**Exercise directions:**
Rewrite the lines below, starting with the line containing "the spider web" and going on through the last line, with "largest circle" changed to "biggest circle" and everything else left as it is.

**Supplied records:**
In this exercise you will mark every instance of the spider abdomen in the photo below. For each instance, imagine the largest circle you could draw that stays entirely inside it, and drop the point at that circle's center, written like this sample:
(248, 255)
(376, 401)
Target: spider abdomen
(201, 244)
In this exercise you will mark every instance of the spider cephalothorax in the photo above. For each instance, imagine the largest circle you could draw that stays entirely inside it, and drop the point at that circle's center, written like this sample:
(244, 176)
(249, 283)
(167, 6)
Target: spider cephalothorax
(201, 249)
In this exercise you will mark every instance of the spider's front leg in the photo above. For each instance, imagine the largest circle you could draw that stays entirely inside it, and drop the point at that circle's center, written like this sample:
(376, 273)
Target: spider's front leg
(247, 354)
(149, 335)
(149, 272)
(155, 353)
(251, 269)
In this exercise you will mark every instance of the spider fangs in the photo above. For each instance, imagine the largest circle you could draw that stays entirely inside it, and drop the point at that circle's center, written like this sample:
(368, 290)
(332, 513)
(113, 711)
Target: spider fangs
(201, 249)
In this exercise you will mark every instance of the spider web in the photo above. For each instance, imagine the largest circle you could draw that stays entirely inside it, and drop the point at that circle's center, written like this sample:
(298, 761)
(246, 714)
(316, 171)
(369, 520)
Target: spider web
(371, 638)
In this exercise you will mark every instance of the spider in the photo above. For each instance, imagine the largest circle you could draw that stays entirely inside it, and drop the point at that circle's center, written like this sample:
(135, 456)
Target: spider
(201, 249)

**Exercise answer:**
In this exercise you will mark every instance of the spider web in the photo above. For each instance, imagine the biggest circle you could draw that stays entirely inside it, and drop the point at that circle's center, written like this sample:
(298, 761)
(246, 714)
(316, 171)
(369, 520)
Target: spider web
(371, 638)
In this exercise you will mark every instance of the spider in the photo above. For each instance, imagine the biggest circle you could draw that stays entirely inside it, and drop the point at that circle's center, written like this sample:
(135, 456)
Target: spider
(201, 249)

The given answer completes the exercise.